### SELECTED PASSAGE ###

The Vision Kit collects raw facial data from a subject and send the data to the client machine via an SSH connection. The client machine then processes the data, generating time series and correlated plot data to be viewed by the user. For custom trained model, the client machine collects google image data pertaining to each class and sends the images to an AWS EC2 Instance. These images are used to retrain the last layer of a Convolutional Neural Network (MobileNet) to create the model. The model is then frozen and compiled for the Vision Kit hardware and sent to the Vision Kit to be used for facial data capture.
The primary hardware used for data collection is Google's AIY Vision Kit. This consists of:
- Raspberry Pi Zero
- Raspberry Pi Camera v2
- Vision Bonnet
The Vision Bonnet is an image processing accelerator with a Movidius VP2 Chip. It allows tensorflow model to run natively on the hardware as opposed to via an API as is commonly done for IoT devices
For detecting the subject emotion, the Raspberry Pi's camera image is run through a face detection model. This model generates a bounding box on a detected face and generates a joy score between 0 and 1 (ranging from frown-0 to smile-1). This model was pretrained, compiled, and loaded with the vision kit.
So far the system supports two custom models for detection gender and demographic based on the camera image. These models were custom trained on the EC2 instance and loaded onto the pi for usage. The process is described in much more detailed in the EC2 section below.
The machine learning models are combined and attached to a Camera Interface in a consolidated script. This script writes the data real time to CSV file with a latency of 100ms and SCP transfers the data to the client to be processed and viewed.
The client codebase consists of multiple Python and R scripts designed for various functions ranging from controlling the Vision Kit remotely to processing the data after a collection cycle. The client automatically generates reports of the Facial Emotional data for a given data collection cycle. Some example reports look like:
Custom models were trained and compiled on an AWS Elastic Cloud Compute (EC2) instance. Tensorflow requires training to be done on a linux machine.
The EC2 instance used was a t2.micro
which has 1 vCPU and 1 GB of ram. ECS T2 instances supports high CPU Burstable Performance which supports the necessary workload required for training custom models.
For the purposes of the models used on the vision kit we used transfer learning on the popular MobileNetV2 to retrain the bottleneck layer for the specific classification of each model.
MobileNet is a Convulational Neural Network Model designed by Google designed for running on mobile devices or embedded applications. The network is low powered, low latency to meet resource constraints of devices like the Vision Kit. The basic network has 30 layers and for more information you can read about it here.
The concept of transfer learning is to modify the penultimate layer of MobileNet to classify the intended images. The previous layers of the network distinguish between macro level features that allow image classification in general.

### EXCERPTED DATA ###

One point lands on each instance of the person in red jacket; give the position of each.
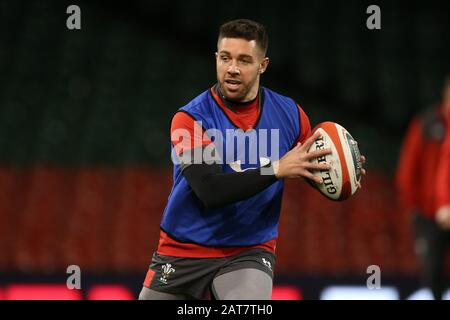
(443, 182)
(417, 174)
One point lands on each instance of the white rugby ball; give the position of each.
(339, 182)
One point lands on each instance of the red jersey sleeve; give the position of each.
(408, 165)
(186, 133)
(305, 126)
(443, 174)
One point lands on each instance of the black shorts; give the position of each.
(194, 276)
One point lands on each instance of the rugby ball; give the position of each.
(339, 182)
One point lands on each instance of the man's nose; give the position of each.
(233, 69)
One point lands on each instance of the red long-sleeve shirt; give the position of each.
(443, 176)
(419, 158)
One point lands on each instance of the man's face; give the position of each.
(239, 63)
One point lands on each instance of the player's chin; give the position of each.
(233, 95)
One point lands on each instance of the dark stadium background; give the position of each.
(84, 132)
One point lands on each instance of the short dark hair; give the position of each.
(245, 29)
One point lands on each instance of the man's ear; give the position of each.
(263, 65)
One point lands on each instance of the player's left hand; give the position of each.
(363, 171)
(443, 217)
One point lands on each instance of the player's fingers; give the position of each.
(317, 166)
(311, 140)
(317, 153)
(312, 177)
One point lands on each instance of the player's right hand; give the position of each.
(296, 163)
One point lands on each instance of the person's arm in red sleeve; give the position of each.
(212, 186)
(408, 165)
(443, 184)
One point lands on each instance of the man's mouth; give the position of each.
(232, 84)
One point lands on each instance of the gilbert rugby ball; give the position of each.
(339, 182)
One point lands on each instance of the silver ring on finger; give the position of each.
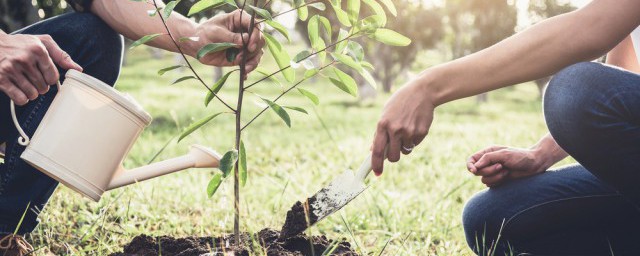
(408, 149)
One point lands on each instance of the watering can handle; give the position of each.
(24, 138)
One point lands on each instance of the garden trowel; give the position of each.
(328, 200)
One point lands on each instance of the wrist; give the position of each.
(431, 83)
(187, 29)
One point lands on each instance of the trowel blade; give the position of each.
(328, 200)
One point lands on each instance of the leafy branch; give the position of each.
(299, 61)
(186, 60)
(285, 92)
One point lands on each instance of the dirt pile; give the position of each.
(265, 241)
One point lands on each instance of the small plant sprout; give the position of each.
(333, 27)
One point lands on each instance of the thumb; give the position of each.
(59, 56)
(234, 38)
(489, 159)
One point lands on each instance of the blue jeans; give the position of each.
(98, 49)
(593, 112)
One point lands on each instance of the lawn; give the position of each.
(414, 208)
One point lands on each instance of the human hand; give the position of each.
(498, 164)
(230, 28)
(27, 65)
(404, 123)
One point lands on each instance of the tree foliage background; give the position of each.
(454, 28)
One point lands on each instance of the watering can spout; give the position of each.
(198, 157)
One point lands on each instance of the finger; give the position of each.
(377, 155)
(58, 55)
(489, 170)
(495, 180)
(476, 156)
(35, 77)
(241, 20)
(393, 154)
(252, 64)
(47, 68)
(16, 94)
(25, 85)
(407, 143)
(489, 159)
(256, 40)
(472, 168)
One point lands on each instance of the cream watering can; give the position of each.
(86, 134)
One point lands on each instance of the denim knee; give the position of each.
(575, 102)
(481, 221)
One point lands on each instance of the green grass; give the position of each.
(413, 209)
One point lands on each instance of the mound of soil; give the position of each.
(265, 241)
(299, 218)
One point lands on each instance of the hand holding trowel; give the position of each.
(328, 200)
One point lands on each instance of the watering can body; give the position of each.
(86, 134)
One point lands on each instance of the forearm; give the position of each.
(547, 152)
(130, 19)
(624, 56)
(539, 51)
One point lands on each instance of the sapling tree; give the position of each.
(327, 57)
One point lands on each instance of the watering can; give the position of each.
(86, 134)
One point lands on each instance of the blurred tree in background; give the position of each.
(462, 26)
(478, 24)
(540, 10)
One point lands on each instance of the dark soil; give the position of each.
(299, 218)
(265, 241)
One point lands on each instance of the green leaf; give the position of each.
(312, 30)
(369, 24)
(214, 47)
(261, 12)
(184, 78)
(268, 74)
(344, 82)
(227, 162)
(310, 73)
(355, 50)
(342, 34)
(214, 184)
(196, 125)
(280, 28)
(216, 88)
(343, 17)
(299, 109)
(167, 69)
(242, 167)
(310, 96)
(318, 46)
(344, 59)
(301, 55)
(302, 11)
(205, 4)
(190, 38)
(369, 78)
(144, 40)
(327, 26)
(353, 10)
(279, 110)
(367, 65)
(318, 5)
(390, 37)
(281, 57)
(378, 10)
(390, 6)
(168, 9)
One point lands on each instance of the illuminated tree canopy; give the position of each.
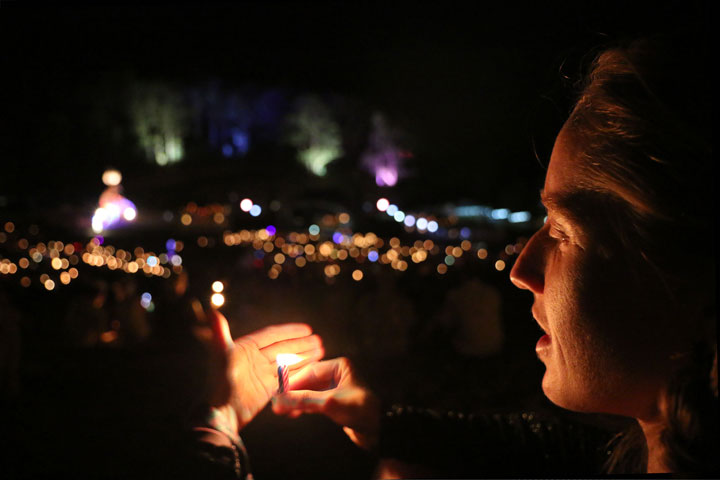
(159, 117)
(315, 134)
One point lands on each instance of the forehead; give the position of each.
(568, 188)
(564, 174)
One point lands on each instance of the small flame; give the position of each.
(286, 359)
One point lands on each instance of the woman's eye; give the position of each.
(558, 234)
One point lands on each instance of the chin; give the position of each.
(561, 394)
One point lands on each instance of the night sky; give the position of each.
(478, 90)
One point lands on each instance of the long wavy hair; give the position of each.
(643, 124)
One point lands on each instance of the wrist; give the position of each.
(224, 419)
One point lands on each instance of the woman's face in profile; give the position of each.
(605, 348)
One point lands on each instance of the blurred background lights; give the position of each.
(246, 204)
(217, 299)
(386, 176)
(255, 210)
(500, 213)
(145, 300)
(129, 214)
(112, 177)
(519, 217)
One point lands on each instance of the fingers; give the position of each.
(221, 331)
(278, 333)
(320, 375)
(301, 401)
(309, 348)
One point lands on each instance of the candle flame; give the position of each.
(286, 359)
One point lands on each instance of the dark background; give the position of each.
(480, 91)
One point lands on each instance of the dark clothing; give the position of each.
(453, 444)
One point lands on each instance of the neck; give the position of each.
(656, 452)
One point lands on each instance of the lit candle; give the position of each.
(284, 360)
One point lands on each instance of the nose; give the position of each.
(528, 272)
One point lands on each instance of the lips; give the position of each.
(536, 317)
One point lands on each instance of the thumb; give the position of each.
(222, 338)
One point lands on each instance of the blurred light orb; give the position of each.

###

*WORK TO DO:*
1. Summarize the Vision Kit write-up in two sentences.
2. Extract the passage of the Vision Kit write-up that runs from "For the purposes" through "of each model.".
These rows are not needed for anything that comes after them.

*IN RESPONSE:*
1. Google's AIY Vision Kit, built from a Raspberry Pi Zero, a Pi Camera v2 and a Vision Bonnet, runs a pretrained face detection model that scores joy from 0 to 1, plus custom gender and demographic models, and sends the data to a client machine that processes it and generates reports. The custom models were trained on an AWS EC2 t2.micro instance by using transfer learning to retrain the bottleneck layer of MobileNetV2, and were then compiled for the Vision Kit hardware.

2.
For the purposes of the models used on the vision kit we used transfer learning on the popular MobileNetV2 to retrain the bottleneck layer for the specific classification of each model.